*Supplied entries*
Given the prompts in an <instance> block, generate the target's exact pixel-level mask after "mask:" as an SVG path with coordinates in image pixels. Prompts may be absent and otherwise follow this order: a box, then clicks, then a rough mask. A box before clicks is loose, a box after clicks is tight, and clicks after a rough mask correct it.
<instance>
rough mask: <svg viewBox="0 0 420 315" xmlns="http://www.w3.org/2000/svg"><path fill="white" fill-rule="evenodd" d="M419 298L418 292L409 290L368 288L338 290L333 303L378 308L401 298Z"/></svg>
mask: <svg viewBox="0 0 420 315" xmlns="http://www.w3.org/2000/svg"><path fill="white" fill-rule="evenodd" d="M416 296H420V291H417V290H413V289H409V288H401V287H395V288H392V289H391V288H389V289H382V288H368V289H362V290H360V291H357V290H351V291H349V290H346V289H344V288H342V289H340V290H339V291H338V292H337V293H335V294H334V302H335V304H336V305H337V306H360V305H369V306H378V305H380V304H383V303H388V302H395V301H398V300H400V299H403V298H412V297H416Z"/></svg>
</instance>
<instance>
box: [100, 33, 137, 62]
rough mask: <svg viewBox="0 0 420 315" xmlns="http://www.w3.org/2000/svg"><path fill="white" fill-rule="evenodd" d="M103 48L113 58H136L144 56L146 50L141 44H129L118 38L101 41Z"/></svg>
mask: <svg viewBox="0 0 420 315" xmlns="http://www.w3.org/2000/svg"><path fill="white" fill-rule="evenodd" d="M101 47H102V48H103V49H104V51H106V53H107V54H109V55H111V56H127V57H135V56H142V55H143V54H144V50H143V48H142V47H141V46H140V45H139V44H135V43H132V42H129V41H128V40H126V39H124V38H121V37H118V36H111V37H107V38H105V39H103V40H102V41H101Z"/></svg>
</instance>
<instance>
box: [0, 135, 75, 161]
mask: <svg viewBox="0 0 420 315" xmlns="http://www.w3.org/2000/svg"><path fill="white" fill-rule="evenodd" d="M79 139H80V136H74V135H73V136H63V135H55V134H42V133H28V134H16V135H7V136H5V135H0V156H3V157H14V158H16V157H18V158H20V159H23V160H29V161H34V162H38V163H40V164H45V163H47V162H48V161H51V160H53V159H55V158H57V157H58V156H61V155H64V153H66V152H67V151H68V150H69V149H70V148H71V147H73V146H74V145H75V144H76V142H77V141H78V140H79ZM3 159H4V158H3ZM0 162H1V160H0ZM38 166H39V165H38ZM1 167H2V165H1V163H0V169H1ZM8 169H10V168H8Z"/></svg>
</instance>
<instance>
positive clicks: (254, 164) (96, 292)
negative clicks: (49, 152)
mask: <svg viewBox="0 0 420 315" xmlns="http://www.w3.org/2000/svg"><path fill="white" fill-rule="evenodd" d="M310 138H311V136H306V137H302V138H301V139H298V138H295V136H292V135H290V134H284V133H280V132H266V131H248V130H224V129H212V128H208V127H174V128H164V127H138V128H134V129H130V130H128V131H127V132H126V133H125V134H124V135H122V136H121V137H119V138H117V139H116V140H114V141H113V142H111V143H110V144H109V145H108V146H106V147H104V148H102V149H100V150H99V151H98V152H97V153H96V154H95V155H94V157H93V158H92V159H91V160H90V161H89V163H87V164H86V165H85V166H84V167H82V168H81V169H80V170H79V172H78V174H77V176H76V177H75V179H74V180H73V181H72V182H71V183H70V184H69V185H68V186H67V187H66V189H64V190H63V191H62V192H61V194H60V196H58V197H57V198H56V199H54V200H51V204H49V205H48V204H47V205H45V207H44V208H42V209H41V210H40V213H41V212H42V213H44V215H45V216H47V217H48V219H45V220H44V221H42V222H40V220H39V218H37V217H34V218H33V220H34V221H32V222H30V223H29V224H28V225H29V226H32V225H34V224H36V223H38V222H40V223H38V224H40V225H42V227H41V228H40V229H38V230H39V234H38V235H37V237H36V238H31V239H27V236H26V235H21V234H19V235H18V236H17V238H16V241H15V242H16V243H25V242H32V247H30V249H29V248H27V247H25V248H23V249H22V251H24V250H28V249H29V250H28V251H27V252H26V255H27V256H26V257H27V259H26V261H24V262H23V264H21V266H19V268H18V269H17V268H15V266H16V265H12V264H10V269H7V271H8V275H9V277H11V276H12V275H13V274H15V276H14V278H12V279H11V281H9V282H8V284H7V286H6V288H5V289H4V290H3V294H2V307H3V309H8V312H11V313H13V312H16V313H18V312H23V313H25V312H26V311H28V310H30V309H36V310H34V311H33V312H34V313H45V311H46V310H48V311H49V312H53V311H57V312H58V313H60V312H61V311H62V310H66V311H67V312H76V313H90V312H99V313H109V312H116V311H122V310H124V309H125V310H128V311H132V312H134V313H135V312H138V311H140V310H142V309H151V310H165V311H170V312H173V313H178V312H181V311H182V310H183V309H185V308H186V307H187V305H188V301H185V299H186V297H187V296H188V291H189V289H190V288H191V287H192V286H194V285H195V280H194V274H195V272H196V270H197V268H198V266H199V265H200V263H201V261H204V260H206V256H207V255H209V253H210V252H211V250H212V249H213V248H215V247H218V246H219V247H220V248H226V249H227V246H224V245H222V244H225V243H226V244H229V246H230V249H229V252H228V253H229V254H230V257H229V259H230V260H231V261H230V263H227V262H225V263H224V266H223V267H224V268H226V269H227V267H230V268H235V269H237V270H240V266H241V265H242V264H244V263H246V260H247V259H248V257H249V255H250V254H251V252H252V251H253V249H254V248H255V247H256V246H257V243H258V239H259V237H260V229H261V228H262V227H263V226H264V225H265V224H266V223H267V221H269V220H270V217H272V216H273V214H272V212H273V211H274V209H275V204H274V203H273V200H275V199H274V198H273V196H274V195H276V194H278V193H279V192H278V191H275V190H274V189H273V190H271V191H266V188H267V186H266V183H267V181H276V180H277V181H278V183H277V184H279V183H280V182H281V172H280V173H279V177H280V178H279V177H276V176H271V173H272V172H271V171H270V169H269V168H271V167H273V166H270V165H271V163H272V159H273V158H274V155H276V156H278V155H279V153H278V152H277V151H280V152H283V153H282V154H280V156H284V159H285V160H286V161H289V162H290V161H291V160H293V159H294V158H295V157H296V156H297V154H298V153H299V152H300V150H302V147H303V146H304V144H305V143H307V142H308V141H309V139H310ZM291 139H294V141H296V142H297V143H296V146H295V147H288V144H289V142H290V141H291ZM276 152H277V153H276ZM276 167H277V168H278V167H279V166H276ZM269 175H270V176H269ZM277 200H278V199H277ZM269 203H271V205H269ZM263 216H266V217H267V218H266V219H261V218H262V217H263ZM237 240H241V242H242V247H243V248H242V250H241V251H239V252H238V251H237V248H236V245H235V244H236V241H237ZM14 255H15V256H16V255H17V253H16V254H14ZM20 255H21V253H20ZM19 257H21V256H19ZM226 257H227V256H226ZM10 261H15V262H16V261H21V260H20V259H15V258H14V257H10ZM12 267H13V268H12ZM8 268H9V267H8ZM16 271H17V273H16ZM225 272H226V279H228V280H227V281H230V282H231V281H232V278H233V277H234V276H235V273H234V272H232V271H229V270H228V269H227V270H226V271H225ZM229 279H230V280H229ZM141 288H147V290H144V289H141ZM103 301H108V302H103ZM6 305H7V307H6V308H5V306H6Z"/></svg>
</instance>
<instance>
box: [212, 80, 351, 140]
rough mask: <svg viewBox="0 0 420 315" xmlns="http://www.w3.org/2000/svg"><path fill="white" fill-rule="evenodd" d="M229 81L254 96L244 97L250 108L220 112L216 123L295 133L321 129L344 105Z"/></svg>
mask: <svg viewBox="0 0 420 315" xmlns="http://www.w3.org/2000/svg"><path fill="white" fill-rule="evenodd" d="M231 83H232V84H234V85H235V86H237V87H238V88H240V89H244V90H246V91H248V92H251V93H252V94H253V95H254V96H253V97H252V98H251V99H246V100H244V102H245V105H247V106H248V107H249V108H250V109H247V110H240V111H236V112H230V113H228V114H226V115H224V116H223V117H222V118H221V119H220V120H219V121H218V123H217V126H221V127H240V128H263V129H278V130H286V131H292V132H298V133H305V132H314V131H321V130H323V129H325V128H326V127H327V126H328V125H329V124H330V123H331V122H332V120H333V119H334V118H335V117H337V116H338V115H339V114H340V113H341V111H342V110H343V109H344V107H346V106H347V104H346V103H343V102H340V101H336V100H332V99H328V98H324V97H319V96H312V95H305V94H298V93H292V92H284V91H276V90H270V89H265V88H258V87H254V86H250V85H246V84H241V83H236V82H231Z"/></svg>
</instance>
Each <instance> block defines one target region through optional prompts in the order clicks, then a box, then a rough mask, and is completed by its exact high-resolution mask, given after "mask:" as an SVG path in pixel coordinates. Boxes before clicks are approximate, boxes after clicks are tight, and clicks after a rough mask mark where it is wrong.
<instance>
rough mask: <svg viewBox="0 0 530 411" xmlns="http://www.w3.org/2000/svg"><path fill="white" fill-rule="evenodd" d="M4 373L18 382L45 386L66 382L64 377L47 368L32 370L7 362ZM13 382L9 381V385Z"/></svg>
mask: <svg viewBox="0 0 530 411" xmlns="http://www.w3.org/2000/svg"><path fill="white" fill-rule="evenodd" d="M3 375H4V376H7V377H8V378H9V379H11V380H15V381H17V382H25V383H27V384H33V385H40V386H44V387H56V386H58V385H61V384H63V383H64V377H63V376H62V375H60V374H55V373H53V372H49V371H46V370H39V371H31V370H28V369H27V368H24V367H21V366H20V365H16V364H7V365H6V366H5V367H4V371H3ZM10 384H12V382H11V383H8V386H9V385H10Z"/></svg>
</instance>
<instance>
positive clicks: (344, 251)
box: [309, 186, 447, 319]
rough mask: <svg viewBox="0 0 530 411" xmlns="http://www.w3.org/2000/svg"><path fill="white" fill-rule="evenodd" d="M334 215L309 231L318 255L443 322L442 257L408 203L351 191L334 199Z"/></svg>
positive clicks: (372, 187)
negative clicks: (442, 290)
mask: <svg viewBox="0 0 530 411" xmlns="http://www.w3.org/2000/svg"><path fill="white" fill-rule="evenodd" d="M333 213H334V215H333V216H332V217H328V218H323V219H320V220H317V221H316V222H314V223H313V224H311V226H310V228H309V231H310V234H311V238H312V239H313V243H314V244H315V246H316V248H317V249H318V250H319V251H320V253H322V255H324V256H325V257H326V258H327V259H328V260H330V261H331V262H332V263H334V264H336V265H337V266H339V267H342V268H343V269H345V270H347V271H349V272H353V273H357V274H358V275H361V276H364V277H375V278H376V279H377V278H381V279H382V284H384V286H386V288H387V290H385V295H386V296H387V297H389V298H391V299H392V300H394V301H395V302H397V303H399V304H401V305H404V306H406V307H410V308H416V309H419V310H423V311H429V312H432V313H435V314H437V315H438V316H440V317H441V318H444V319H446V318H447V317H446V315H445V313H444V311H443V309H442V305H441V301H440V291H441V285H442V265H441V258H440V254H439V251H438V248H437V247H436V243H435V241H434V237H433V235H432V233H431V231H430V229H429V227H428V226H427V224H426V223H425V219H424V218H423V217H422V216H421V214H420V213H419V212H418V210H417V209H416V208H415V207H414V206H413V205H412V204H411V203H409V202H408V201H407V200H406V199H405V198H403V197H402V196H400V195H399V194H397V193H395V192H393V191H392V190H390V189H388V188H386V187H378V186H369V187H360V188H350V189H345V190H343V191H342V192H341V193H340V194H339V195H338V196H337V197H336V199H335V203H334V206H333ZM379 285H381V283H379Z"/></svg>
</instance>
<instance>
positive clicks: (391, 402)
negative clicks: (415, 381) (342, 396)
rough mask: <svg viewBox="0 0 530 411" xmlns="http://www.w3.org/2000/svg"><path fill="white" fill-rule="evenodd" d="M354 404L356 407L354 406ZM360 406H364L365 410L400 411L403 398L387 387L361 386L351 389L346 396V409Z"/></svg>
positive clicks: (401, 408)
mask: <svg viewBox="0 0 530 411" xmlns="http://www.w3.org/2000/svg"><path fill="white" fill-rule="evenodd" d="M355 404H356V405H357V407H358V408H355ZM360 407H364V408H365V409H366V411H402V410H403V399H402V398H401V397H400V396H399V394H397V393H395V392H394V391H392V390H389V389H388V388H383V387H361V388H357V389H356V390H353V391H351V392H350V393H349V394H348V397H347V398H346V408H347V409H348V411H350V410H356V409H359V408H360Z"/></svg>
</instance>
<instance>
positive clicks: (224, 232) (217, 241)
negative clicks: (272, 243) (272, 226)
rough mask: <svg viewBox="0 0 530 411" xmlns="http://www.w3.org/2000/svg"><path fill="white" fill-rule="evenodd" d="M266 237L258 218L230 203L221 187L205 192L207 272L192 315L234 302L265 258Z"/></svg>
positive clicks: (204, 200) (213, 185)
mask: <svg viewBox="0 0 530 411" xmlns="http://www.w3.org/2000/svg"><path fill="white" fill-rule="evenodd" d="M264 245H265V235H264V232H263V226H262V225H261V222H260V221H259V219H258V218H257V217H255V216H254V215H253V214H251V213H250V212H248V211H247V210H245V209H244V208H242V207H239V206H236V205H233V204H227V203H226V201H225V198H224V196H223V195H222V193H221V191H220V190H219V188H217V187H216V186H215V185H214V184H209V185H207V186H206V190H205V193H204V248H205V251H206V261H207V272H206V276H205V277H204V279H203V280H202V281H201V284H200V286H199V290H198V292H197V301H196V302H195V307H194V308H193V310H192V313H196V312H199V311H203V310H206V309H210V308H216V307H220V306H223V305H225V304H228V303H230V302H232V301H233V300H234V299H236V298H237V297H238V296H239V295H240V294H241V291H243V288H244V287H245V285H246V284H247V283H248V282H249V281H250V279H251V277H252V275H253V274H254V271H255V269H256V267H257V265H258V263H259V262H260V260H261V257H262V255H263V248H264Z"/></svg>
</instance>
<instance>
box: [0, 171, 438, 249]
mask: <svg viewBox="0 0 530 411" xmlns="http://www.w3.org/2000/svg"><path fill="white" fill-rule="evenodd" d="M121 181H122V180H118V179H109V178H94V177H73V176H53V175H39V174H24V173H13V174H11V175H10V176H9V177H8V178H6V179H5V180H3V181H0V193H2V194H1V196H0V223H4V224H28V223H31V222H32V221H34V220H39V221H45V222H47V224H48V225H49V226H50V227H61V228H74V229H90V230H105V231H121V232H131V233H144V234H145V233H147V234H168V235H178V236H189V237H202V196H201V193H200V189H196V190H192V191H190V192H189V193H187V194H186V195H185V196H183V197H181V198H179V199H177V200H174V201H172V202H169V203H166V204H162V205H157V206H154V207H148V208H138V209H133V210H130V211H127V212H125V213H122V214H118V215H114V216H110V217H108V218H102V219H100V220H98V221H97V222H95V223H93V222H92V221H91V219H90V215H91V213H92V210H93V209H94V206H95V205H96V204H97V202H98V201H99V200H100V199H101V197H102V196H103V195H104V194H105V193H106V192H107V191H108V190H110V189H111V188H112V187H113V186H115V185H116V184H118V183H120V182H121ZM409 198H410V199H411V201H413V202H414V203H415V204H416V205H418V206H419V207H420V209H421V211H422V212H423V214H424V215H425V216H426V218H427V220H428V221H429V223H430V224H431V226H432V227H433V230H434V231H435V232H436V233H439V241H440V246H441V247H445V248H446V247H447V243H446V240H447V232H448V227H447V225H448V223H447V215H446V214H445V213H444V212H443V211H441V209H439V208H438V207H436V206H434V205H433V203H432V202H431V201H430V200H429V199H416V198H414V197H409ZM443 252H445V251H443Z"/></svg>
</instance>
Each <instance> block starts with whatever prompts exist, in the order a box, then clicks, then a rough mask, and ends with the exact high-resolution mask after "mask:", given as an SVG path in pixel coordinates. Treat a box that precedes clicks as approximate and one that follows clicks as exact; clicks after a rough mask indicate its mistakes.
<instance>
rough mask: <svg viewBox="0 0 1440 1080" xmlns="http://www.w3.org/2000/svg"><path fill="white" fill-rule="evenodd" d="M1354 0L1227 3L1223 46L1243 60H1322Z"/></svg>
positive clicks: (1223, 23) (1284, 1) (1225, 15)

*Task to carry out*
Scan the entries above and copy each line where "resolution" occurs.

*Task response*
Each <instance> block defines one target region through optional prompts in the order clicks, then a box, then a rough mask, and is completed by its exact high-resolution mask, given after "mask:" as an SVG path in pixel coordinates. Boxes before clicks are approximate, boxes after clicks are tight, and clicks after a rough mask mark where it is wrong.
Each <instance> block starts with whatever prompts exist, in the order a box, then clicks, then a rough mask, and ends with the exact high-resolution mask after "mask:", given as an SVG path in pixel coordinates. Treat a box that precedes clicks as approximate and one that follows clicks as exact; clicks after a rough mask indicate its mistakes.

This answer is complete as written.